## Data shown
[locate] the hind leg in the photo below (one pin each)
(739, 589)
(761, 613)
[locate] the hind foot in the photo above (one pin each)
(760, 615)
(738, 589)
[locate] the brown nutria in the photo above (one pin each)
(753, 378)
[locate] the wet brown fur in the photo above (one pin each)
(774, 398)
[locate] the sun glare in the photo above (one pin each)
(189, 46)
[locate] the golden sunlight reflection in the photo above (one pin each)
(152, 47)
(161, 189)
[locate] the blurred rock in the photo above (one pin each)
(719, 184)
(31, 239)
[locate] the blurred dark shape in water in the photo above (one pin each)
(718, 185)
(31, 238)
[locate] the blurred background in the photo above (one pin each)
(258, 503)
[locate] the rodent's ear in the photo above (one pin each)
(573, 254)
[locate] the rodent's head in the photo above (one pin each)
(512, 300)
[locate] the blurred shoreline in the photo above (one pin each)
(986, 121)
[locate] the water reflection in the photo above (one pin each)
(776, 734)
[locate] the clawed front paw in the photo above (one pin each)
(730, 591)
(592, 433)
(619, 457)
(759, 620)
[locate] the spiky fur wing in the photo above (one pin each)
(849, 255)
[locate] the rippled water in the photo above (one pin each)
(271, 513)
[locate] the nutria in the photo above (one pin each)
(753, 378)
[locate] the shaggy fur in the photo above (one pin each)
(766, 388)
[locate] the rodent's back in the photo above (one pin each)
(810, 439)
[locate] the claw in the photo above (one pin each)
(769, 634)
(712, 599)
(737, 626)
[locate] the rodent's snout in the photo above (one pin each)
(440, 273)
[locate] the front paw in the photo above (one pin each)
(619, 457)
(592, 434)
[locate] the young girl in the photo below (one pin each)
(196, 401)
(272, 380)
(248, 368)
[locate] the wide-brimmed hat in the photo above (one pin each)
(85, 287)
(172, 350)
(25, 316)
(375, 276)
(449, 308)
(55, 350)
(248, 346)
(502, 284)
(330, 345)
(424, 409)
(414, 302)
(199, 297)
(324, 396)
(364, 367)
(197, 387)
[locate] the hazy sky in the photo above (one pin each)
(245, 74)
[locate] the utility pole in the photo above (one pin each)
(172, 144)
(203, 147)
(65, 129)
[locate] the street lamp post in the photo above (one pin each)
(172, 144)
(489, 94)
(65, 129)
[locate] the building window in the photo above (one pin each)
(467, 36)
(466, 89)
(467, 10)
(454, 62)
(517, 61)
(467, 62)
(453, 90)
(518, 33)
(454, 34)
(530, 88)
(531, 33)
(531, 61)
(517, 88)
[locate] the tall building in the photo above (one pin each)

## Exercise brief
All of the data needs to be reproduced exactly, with no line missing.

## Full output
[locate] the hind leg in the photo below (one pin each)
(739, 589)
(761, 613)
[locate] the hind foot in the photo above (one pin each)
(760, 615)
(738, 589)
[locate] the brown nutria in the photo above (one pin each)
(753, 378)
[locate] the wet brown fur in the photo above (one pin each)
(774, 398)
[locate] the sun glare in the photo above (one pin each)
(189, 46)
[locate] the golden sunlight reflection in the photo above (one pin each)
(152, 47)
(161, 189)
[locate] the blurred rock in the photo above (one pin each)
(719, 184)
(31, 239)
[locate] the blurred dark shape in water in the photo above (one pin each)
(718, 185)
(31, 238)
[locate] the blurred background in the photo above (one pin each)
(258, 503)
[locate] the rodent's ear in the photo above (one pin each)
(573, 254)
[locate] the rodent's head in the photo above (one pin each)
(512, 300)
[locate] the blurred shoreline in the photo above (one pin each)
(986, 121)
[locate] the water reflection in the photo above (one pin each)
(776, 734)
[locate] the clawed front paw in the photo above (one pin each)
(730, 591)
(592, 433)
(619, 457)
(759, 620)
[locate] the spiky fur wing in the photo above (one pin each)
(849, 255)
[locate] the rippled water in the photo above (one pin each)
(271, 513)
[locate] the nutria in the photo above (one pin each)
(753, 378)
[locate] the shaggy fur in the photo above (one pin each)
(766, 388)
[locate] the rodent's back in the photo above (one pin each)
(810, 439)
[locate] the claw in the photo above (one pin each)
(769, 634)
(712, 599)
(737, 626)
[locate] the rodent's snout in the photo above (one pin each)
(440, 273)
[locate] the front paw in the photo above (one pin each)
(619, 457)
(592, 434)
[locate] the young girl in the photo below (one pin each)
(196, 401)
(272, 380)
(248, 368)
[locate] the wide-brimmed hat in the photo above (one pin each)
(85, 287)
(172, 350)
(25, 316)
(375, 276)
(449, 308)
(55, 350)
(248, 346)
(502, 284)
(330, 345)
(424, 409)
(414, 302)
(199, 297)
(324, 396)
(364, 367)
(197, 387)
[locate] the hazy sky in the photo above (one pin each)
(245, 74)
[locate] the utility pole in the photo above (one pin each)
(172, 144)
(203, 147)
(65, 129)
[locate] the street lamp post in the photo above (one pin each)
(172, 144)
(489, 94)
(65, 129)
[locate] the building window in the photo above (one pin each)
(467, 36)
(466, 89)
(467, 10)
(454, 62)
(517, 61)
(467, 62)
(453, 90)
(518, 33)
(454, 34)
(530, 88)
(531, 33)
(531, 61)
(517, 88)
[locate] the tall building in the photo above (one pin each)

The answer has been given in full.